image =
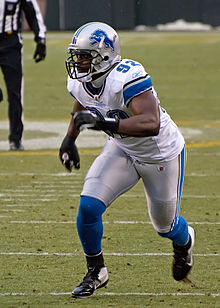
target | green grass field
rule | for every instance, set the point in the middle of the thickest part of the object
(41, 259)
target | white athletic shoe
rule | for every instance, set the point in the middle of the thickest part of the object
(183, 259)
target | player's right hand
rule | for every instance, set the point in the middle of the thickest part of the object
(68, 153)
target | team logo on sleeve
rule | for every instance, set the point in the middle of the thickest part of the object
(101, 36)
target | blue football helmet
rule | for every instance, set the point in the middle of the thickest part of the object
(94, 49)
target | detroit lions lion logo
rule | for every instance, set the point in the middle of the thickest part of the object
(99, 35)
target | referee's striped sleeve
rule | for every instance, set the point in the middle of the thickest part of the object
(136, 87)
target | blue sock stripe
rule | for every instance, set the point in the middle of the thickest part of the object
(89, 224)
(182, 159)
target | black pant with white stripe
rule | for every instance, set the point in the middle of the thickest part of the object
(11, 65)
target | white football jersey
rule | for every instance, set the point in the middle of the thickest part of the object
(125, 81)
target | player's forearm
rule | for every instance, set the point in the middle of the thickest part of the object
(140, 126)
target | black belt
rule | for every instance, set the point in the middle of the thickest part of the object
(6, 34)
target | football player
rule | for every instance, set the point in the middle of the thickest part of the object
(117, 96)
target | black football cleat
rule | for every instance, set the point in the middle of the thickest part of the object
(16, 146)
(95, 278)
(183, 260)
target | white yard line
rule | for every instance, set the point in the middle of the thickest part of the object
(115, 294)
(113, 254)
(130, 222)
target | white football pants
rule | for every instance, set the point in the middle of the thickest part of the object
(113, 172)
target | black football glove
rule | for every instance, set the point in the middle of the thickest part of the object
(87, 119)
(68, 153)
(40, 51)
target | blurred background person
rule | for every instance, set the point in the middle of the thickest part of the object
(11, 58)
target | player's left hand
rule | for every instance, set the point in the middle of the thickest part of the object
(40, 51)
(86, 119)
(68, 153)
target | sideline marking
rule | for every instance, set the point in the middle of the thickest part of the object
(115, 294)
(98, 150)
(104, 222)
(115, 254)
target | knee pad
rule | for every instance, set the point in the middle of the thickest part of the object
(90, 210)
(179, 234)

● ● ● ●

PROBLEM DETAILS: Copy only this span: the line that contains "target | white football pants", the last line, and every line between them.

THE RESULT:
target | white football pants
rule | for every instance, set the point in the middle of the thickest part of the object
(113, 172)
target | black football glove
rule | for every instance, set the point in the middle of the thickest part of the object
(87, 119)
(68, 153)
(40, 51)
target | blurred background person
rule | for every instance, set the point in the middle of the thickest part of the object
(11, 58)
target | player's left hand
rule | for every instance, set the point in the middle of the thickest part of the object
(40, 51)
(86, 119)
(68, 153)
target | sideline marking
rule | for every instance, set the point in the middle of the thickest part of the object
(115, 294)
(98, 150)
(104, 222)
(115, 254)
target | knee pad
rule | for every instance, set the point in the middle of the thickest part of the object
(90, 210)
(179, 234)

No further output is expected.